##### Trecho do texto #####
Os sacanas e a devastação


 


Luiz Leite de Oliveira (*)


Parece ficção dizer que existe floresta no Estado de Rondônia, Brasil. Ao longo dos anos, vem ocorrendo a devastação planejada na floresta e em sua biodiversidade na Amazônia Ocidental Brasileira.

Devastação feita por mãos humanas e de brasileiros.

A partir da década de meados dos anos 1970 e nos anos 1980, sob o tacão dos generais-presidentes Ernesto Geisel e João Figueiredo, o governo de Rondônia e o Instituto Nacional de Colonização e Reforma Agrária (Incra) estimularam a ocupação da Amazônia a qualquer custo.

Isso acontecia para que o ex-Território Federal recebesse gente, aos montes, primeiramente com o forte apelo militar “Brasil: ame-o, ou deixe-o”; depois, sob influência da democracia “lenta e gradual”.

Uma proposta falaciosa e estranha de reforma agrária passou ser aplicada. O convite para ocupar terras loteadas era irrecusável para os chegantes.
#####
• **Partes do exercício**
**A)** Liste todas as pessoas citadas pelo nome no texto sobre a devastação em Rondônia.
**B)** Dê sequência ao texto sobre a devastação em Rondônia, começando logo depois da última frase.
##### Dados fornecidos #####
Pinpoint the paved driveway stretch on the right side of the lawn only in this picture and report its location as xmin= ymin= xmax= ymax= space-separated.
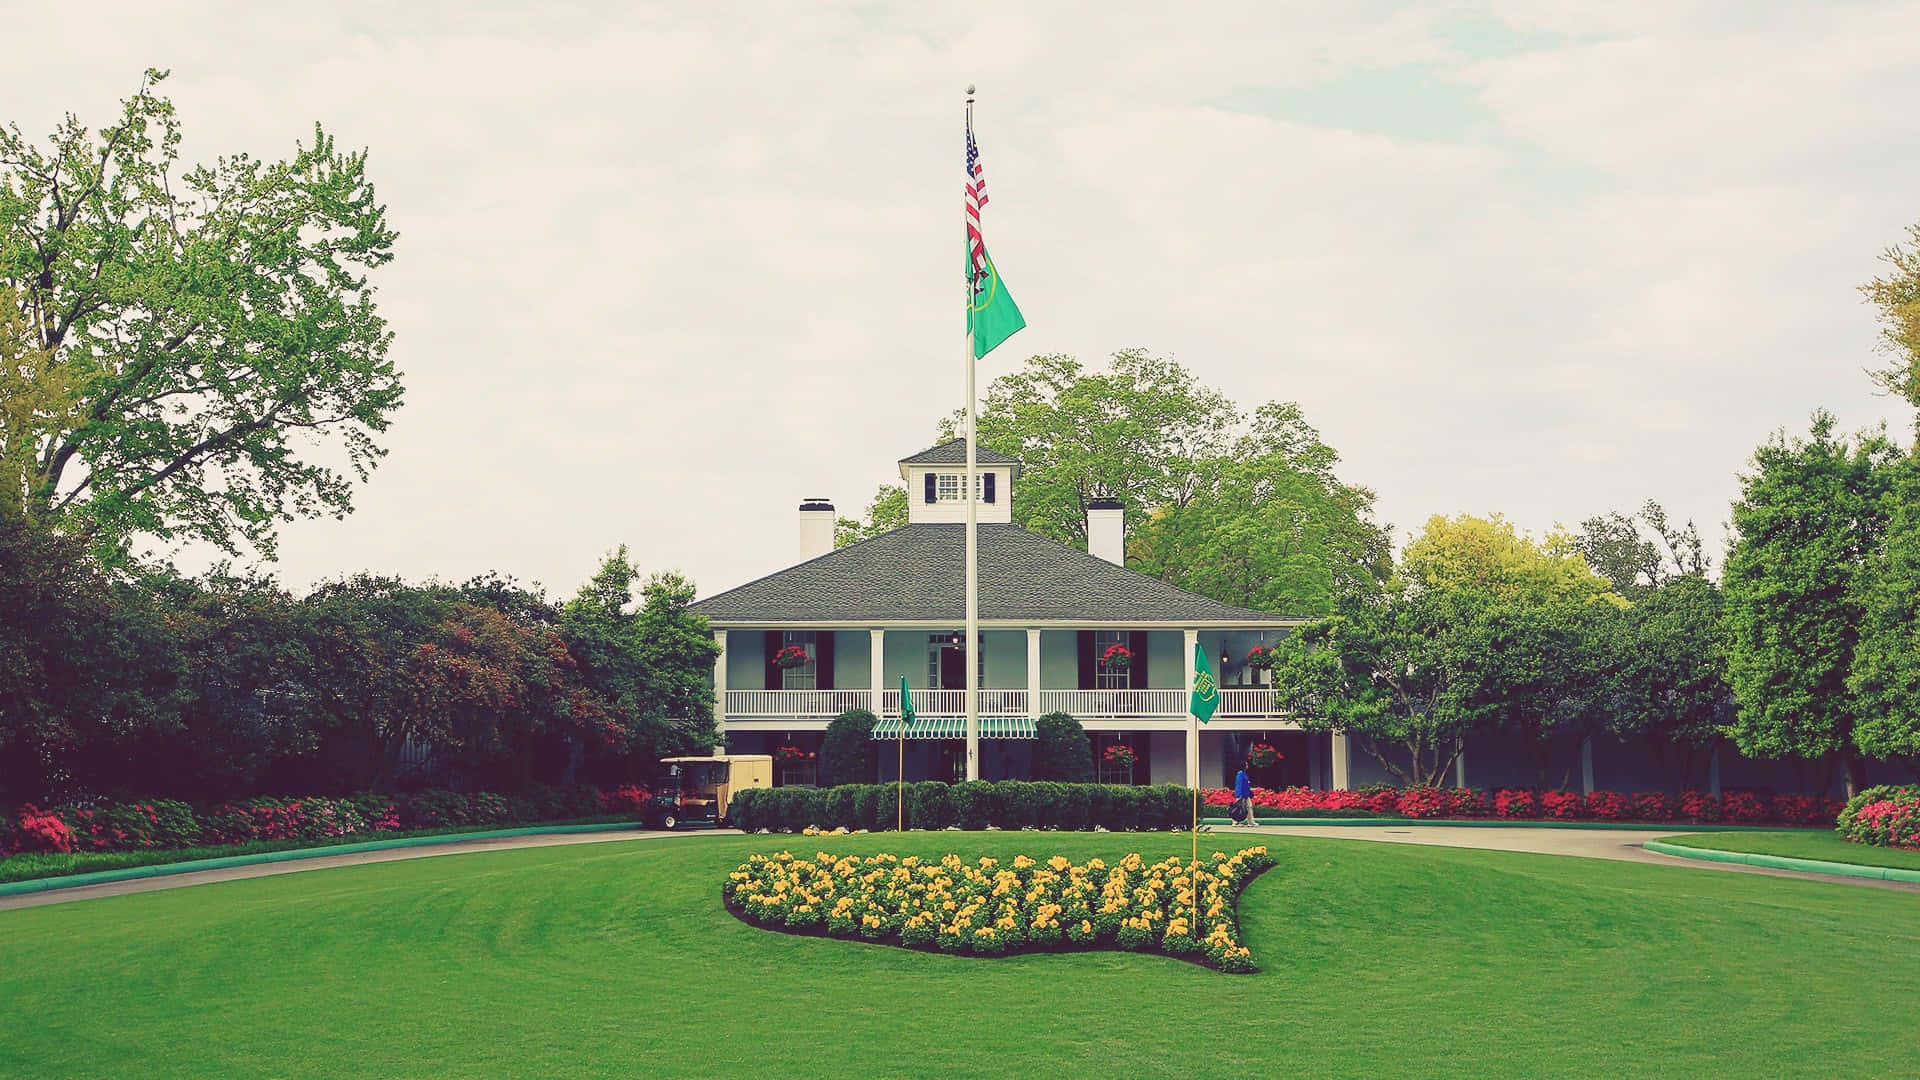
xmin=1213 ymin=824 xmax=1920 ymax=892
#####
• **Respostas abaixo**
**A)** Luiz Leite de Oliveira, Ernesto Geisel, João Figueiredo

**B)**
Na verdade, diante da irrecusável proposta de derrubar inicialmente 50 % da floresta nos lotes doados, o governo atraiu depredadores.

Nada a acrescentar às administrações excelentes dos ex-governadores, coronéis Humberto da Silva Guedes, o planejador, e Jorge Teixeira de Oliveira, o homem que instalou o Estado. Bom que se diga, apenas dois governadores no tempo do Território Federal do Guaporé e de Rondônia (13 de setembro de 1943 a 4 de janeiro de 1982) fizeram também administrações excelentes, e nesse longo tempo, apenas dois deles foram civis, engenheiros civis: Araújo Lima, que permaneceu no cargo dois anos e quatro meses, e Petrônio Barcelos, um ano.

Entre os anos de 1948 e 1952, com Araújo e Barcelos, os demais eram coronéis do Exército. Araújo Lima deixou grandes obras estruturais, de arquitetura. Aliás, todos os governadores do antigo Guaporé ficaram, em media no governo, apenas um ano e souberam administrar, pois traziam com eles um “staff” de alto nível, cultural e administrativo.

Levas de gente


Migravam para Rondônia nos anos 1970 levas e levas de gente... Famílias vieram pela BR-364 (ex-29), fazendo a rota de Rondon e, em sua maioria, nunca ouviram a história desse grande sertanista.

A procedência geral de todos era a roça, e os estados, em sua maioria do sul, sudeste e centro oeste.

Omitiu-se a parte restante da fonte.